* WORK TO COMPLETE: Rewrite the data from its first line through the line containing "<point>617,213</point>", requests included, shifting every coordinate in the answers by -39.

* RECORDS FOR THE EXERCISE:
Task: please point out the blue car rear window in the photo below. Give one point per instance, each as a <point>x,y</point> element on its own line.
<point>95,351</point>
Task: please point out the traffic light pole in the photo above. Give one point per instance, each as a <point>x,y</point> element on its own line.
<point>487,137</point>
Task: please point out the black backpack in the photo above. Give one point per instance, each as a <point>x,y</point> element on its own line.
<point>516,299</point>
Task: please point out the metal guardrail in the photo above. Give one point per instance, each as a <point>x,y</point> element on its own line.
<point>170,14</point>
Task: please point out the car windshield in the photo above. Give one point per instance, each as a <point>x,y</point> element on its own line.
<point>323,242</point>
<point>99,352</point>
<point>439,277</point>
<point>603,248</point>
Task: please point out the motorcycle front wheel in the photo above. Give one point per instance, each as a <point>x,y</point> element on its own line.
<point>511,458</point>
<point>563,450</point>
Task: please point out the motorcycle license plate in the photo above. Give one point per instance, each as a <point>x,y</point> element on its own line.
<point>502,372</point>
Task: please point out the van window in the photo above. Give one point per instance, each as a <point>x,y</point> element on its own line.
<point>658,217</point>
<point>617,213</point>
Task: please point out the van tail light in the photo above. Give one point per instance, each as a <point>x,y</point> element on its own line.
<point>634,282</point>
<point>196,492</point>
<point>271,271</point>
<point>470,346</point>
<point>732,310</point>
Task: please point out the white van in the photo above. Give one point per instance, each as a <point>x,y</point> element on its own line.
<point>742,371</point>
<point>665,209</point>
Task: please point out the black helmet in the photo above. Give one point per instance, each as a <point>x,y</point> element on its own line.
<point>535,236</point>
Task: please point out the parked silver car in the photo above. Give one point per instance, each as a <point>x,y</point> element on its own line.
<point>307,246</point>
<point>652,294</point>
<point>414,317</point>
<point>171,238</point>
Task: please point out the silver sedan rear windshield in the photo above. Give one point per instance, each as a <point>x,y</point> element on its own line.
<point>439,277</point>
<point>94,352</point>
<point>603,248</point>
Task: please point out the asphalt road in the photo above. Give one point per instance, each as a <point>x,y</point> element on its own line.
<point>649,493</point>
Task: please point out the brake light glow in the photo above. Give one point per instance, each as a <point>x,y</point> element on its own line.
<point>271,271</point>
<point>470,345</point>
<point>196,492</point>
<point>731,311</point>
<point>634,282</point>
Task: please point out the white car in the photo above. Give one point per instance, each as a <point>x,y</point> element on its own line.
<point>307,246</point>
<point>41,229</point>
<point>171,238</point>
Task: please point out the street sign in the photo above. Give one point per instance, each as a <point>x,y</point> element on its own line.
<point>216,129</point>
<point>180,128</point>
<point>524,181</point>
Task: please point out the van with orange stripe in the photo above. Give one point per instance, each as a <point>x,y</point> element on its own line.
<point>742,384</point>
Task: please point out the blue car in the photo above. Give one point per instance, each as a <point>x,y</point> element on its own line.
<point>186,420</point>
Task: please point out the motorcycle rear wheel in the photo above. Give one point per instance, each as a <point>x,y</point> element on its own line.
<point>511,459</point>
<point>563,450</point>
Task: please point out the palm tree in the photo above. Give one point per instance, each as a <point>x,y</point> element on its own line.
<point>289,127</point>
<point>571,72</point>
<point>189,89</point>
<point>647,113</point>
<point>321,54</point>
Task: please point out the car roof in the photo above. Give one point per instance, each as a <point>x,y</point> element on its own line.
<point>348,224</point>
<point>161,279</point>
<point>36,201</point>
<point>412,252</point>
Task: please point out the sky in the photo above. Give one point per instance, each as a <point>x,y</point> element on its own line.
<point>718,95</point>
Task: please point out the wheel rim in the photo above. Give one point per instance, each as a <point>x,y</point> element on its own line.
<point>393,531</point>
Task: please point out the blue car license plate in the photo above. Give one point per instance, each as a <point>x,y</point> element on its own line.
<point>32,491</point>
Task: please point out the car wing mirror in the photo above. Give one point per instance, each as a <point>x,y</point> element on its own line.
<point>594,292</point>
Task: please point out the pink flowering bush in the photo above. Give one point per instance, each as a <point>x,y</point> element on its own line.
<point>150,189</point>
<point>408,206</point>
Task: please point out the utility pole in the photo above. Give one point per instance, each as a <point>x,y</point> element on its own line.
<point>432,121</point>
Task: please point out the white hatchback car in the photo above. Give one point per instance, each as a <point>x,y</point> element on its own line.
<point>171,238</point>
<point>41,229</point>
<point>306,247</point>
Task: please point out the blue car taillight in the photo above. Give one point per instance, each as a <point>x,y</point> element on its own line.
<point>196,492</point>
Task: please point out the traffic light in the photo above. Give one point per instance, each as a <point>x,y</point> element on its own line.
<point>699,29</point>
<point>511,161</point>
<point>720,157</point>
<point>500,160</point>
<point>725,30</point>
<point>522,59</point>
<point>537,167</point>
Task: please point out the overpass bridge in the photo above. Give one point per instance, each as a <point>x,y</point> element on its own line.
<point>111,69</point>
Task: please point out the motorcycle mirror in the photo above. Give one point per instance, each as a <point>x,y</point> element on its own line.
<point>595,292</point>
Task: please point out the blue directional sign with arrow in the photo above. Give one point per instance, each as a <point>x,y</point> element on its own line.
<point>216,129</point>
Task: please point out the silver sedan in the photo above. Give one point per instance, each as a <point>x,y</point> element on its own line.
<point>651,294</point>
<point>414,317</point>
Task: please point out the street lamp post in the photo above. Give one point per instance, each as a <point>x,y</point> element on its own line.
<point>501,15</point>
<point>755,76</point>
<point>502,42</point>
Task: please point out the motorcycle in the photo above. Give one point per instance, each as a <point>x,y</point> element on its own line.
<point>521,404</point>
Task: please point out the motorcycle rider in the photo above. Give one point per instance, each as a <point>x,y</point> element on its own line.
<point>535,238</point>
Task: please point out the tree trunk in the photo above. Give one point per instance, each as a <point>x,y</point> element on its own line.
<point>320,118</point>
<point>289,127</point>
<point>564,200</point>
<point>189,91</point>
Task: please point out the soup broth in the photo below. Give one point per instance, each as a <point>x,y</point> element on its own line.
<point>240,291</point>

* RESPONSE FOR THIS EXERCISE:
Task: please point out the blue car rear window in the photo below. Give one point per instance, each as a <point>x,y</point> element on its own line.
<point>56,312</point>
Task: please point out the traffic light pole in the photo above. Give one point per instance, each as a <point>x,y</point> element on its own line.
<point>448,98</point>
Task: please point out the black backpack in the photo above. Give one point per instance, each as a <point>x,y</point> element on its own line.
<point>477,260</point>
Task: please point out the metal guardrail in the photo above. Give one point per instance, each as a <point>x,y</point> element on its own line.
<point>131,-25</point>
Task: please point out the car windshield in the photo above. Give one point per instance, each as a <point>x,y</point> element on its own line.
<point>284,203</point>
<point>60,313</point>
<point>400,238</point>
<point>564,209</point>
Task: please point out the motorcycle front wheel in the photo above. Give one point per instance, each as a <point>x,y</point> element on its own line.
<point>472,419</point>
<point>524,411</point>
Task: please point out the motorcycle license plate in the photo above. Give one point per instance, each as a <point>x,y</point> element on its own line.
<point>463,333</point>
Task: please point out the van window in the photo above. Give one point per instance, each as a <point>x,y</point> element on its own line.
<point>619,178</point>
<point>578,174</point>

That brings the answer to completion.